====== Page text ======

# Here is the Newest Foster................



## Maggies mom (Jan 6, 2006)

Mr. No Name is 10 weeks old and the breeder gave him up because of his ears.


----------



## Jackson'sMom (Oct 13, 2007)

I think his ears area cute! Maybe he just needs to grow into them.


----------



## olik (Apr 13, 2008)

he is cute as a button.What is wrong with his ears?


----------



## AndyFarmer (Jul 9, 2007)

I :heartbeat Mr. No Name!! Goodness, he's a sweet boy. Can't wait to play with him....and hurry up on a name will ya


----------



## AndyFarmer (Jul 9, 2007)

olik said:


> he is cute as a button.What is wrong with his ears?


HA! Nothing if you're looking for a "pet" LOL


----------



## Maggies mom (Jan 6, 2006)

AndyFarmer said:


> I :heartbeat Mr. No Name!! Goodness, he's a sweet boy. Can't wait to play with him....and hurry up on a name will ya


Im working on it...He could be a "Keeper" what a love muffin... he just wants to sit and cuddle


----------



## Powderpuff (Dec 30, 2007)

He's a cutie...a real 'Wingnut'


----------



## cinnamonteal (May 16, 2008)

Awww... he's so cute! I love his ears.


----------



## Maggies mom (Jan 6, 2006)

Something about they werent proportioned right?


----------



## GoldenJoyx'stwo (Feb 25, 2007)

Shadow's ears were longer than that and I paid 800.00 for him! Mr. No Name is very cute!


----------



## LOVEisGOLDEN (Jan 4, 2008)

what a cutie! he's got "hound-dog ears" like my Blush! he'll grow into them eventually. so sad that he was given up because of them, yet the "breeder" will probably continue breeding the dogs that produced him...


----------



## Penny & Maggie's Mom (Oct 4, 2007)

OMG, he's beautiful. I wish he were coming here. I love the Dumbo ears.. they were one of my favorite stages with the girls..... and one of the things I love most in Cody is his long springer ears.

======

* _Exercise instructions_:
(a) According to the foster puppy thread, how old is Mr. No Name?
(b) Not counting Mr. No Name or any usernames, list every dog named in the post bodies of the foster puppy thread.
(c) Extend the foster puppy thread past its final post.

====== Entries shown ======

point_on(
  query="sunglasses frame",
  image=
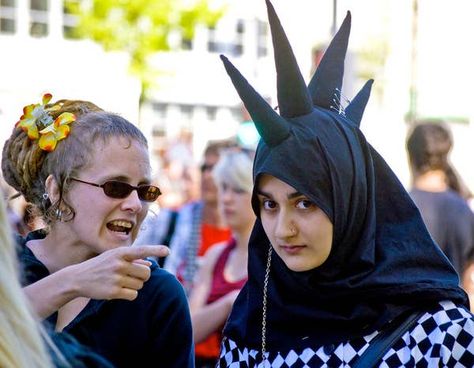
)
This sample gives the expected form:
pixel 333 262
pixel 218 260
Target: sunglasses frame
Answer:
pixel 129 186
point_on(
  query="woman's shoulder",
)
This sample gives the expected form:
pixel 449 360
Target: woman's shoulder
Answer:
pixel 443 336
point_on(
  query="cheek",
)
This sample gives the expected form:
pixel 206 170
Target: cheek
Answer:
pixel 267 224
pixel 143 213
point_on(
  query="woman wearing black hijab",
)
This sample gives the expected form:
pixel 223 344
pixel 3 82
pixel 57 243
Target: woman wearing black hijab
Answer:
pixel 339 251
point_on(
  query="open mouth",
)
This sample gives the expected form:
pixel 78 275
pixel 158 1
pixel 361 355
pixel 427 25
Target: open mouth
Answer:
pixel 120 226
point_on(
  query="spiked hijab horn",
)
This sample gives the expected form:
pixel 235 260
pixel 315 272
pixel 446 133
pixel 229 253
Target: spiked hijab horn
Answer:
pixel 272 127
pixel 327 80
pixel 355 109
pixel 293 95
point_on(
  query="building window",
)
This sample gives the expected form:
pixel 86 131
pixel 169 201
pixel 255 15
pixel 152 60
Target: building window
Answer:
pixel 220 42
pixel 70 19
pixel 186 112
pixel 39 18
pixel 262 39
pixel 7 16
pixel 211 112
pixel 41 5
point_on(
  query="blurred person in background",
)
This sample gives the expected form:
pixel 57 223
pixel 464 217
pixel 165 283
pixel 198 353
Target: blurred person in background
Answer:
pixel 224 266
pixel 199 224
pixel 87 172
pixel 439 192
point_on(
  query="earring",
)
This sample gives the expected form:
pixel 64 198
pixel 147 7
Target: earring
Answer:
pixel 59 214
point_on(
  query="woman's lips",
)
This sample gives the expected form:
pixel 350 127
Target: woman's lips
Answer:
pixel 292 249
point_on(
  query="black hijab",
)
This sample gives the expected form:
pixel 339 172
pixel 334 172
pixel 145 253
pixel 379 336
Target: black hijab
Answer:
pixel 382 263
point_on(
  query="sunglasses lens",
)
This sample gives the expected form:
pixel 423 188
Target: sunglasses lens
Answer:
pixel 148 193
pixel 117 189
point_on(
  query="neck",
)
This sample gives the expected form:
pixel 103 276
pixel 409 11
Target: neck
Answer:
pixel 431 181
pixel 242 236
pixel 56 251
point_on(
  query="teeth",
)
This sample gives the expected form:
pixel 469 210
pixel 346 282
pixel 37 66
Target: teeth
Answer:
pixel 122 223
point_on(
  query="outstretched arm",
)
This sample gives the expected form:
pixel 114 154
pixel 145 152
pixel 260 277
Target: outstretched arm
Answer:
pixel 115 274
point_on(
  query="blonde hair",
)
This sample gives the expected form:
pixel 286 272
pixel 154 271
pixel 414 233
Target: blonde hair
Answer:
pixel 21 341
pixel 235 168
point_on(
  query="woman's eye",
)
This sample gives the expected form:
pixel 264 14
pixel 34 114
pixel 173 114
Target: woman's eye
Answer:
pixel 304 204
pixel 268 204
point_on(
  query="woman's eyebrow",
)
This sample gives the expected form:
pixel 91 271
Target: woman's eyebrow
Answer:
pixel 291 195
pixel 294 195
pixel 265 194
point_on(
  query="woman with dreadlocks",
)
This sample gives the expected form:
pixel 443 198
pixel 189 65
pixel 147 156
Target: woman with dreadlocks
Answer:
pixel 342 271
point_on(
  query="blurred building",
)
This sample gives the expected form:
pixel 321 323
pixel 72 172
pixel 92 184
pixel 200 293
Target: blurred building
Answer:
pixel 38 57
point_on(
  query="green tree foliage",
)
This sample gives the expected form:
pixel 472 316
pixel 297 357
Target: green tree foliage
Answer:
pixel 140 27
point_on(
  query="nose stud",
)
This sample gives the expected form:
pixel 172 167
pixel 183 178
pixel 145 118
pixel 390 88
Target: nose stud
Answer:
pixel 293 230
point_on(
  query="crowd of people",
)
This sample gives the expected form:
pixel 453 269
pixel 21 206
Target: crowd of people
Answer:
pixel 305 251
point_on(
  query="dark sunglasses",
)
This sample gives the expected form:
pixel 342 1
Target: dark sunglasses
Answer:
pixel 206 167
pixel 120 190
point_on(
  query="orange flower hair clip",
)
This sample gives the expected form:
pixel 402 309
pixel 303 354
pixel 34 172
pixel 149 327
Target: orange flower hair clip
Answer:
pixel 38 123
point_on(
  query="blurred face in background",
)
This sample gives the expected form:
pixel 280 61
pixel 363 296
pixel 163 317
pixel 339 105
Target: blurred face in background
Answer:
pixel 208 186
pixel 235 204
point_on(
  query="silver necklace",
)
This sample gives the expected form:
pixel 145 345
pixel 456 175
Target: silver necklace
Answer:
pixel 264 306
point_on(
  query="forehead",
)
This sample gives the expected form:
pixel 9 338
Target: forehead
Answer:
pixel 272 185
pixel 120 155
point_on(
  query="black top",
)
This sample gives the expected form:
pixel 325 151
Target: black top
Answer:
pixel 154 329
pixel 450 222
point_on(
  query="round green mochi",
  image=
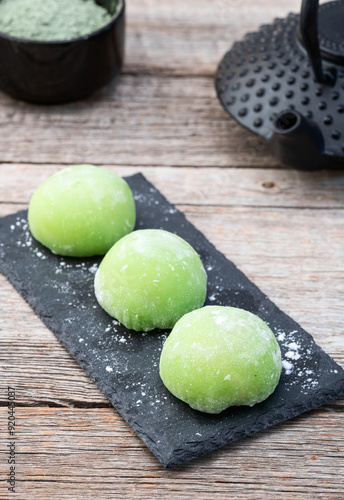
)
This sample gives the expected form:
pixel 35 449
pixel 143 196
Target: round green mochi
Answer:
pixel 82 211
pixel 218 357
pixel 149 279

======

* _Expected responses_:
(a) 10 weeks old.

(b) Shadow, Blush, Cody

(c)
----------



## LifeOfRiley (Nov 2, 2007)

The breeder threw him away because his ears are a little long? That's horrible! 
He's adorable and it sounds like he'll be a very nice companion for someone.


----------



## Penny & Maggie's Mom (Oct 4, 2007)

BTW... he looks like a Grady to me !!!!!


----------



## mist (Jun 23, 2007)

LifeOfRiley said:


> The breeder threw him away because his ears are a little long? That's horrible!
> He's adorable and it sounds like he'll be a very nice companion for someone.


ME ME pick me; he's adorable, love his lug holes:


----------



## AndyFarmer (Jul 9, 2007)

mist said:


> ME ME pick me; he's adorable, love his lug holes:


Where is Cardiff?


----------



## spruce (Mar 13, 2008)

geez, I'd pick & pay more for the pup with the longest ears! he's a foster?! only the BEST home for him, please


----------



## fostermom (Sep 6, 2007)

He is adorable! Danny has long ears (and a big nose) and I love them both.


----------



## mist (Jun 23, 2007)

AndyFarmer said:


> Where is Cardiff?


South Wales UK:wave:


----------



## Maggies mom (Jan 6, 2006)

spruce said:


> geez, I'd pick & pay more for the pup with the longest ears! he's a foster?! only the BEST home for him, please


Oh trust me...Im very very picky where there new homes are...


----------



## AndyFarmer (Jul 9, 2007)

Maggies mom said:


> Oh trust me...Im very very picky where there new homes are...


Ok, so who's driving to Cardiff, South Wales, UK? You or me? LOL


----------



## Maggies mom (Jan 6, 2006)

AndyFarmer said:


> Ok, so who's driving to Cardiff, South Wales, UK? You or me? LOL


Im thinking you...I want to see you try and DRIVE there.....LOL


----------



## TheHooch (May 9, 2007)

Stupid breeder. I would take him in a heart beat. He will grow into those ears.


----------



## Kzwicker (Aug 14, 2007)

Aww!! He is so cute! I don't see a darn thing wrong with his ears.. I would love to love him..


----------



## AndyFarmer (Jul 9, 2007)

Maggies mom said:


> Im thinking you...I want to see you try and DRIVE there.....LOL


Ok, smarty...I'll just get a ticket on one of those really big boats and float over there


----------



## AndyFarmer (Jul 9, 2007)

TheHooch said:


> Stupid breeder. I would take him in a heart beat. He will grow into those ears.


I agree. I seem to have one of those big-ear boys at my house :yes:


----------



## TheHooch (May 9, 2007)

He He He!!!!!!!!!


----------



## AndyFarmer (Jul 9, 2007)

And he's GROWING!!!!


----------



## TheHooch (May 9, 2007)

AndyFarmer said:


> And he's GROWING!!!!


He is suppose to.


----------



## magiclover (Apr 22, 2008)

That breeder needs some glasses. He is adorable!!


----------



## Karen519 (Aug 21, 2006)

*I love him*

I Love Him!

What a jerk that breeder is. 
The little guy is SO MUCH BETTER OFF with you!
HOW about Cody, Danny, Shane, for names?


----------



## Lucky's mom (Nov 4, 2005)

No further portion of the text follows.